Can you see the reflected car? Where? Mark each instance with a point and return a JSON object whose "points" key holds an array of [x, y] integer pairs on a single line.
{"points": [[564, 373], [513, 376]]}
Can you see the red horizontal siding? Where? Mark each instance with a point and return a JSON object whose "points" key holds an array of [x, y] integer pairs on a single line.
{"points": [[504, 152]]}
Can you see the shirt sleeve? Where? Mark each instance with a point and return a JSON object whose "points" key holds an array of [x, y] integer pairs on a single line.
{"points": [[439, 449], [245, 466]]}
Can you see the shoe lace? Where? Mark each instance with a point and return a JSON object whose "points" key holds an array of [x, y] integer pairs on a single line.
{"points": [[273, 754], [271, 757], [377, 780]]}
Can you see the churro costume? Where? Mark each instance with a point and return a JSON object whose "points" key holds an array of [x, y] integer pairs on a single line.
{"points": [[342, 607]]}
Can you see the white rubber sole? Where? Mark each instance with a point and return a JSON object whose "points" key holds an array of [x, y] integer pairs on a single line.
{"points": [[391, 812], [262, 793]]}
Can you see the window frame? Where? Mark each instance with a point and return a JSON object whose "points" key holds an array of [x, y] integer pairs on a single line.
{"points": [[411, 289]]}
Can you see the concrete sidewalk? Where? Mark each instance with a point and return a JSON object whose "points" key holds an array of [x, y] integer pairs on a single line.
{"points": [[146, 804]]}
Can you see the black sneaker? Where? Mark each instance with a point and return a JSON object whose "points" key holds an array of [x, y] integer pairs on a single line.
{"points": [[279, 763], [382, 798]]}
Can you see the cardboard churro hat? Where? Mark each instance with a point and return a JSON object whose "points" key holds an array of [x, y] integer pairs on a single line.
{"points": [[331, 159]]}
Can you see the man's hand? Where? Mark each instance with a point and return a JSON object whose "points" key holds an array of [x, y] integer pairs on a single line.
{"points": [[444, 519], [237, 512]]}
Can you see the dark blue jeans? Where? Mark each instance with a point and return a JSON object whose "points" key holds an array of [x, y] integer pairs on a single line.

— Exercise details —
Change every "single line" in the data above to "one line", and leave everything else as it is.

— Answer to the problem —
Can you see the reflected car? Where? Mark each instance with a point and return a JSON object whose "points" key holds an array of [x, y] integer pairs on a one line.
{"points": [[564, 373], [513, 376]]}
Can you see the red horizontal siding? Where? Mark each instance with a point and return a JSON object whose "points" key holds an array of [x, y] integer pairs on a one line.
{"points": [[504, 152]]}
Can you see the shirt sleeve? Where? Mark each instance with a point and return a JSON object whose "points" key holds an array of [x, y] integer pairs on a one line.
{"points": [[439, 449], [245, 466]]}
Can you see the shoe lace? Where? Mark each instance with a point and return a JSON object whose "points" key holds an array of [x, y] integer pairs on a one line.
{"points": [[273, 754], [271, 757], [377, 780]]}
Can you see the churro costume? Where? Mark each instance with a point and return a JSON object whose "points" key holds an array of [x, y] integer pairs on a one line.
{"points": [[342, 607]]}
Can you see the white rubber sole? Where? Mark each instance with a point and return a JSON object whose "points" key holds an array of [x, y] integer pairs on a one line.
{"points": [[391, 812], [262, 793]]}
Can you see the window frame? Where? Mark each instance with a point and return a JSON object whose "points" key holds an array of [x, y] integer pairs on a one line.
{"points": [[411, 289]]}
Can you see the concrete sidewalk? Where? Mark each instance with a point and return a JSON object whose "points" key holds an array of [x, y] integer pairs on a one line.
{"points": [[146, 804]]}
Can you see the black sneaker? Where? Mark each instance with a point and return a JSON object whose "points" key holds an array of [x, y] integer pairs on a one line.
{"points": [[279, 763], [382, 798]]}
Can you see the cardboard churro hat? Where? Mark each instance with a point and return a JSON object whose "points" key holds an array of [x, y] integer pairs on a one line.
{"points": [[331, 159]]}
Can you see the man's hand? Where? Mark each instance with a point and return a JSON object whose "points" key holds an array of [x, y] integer pairs on a one line.
{"points": [[444, 519], [237, 512]]}
Can you see the dark blue jeans? Where? Mark each instance with a point and return a JSON object whose "points" key holds an array of [x, y] integer pairs on a one line.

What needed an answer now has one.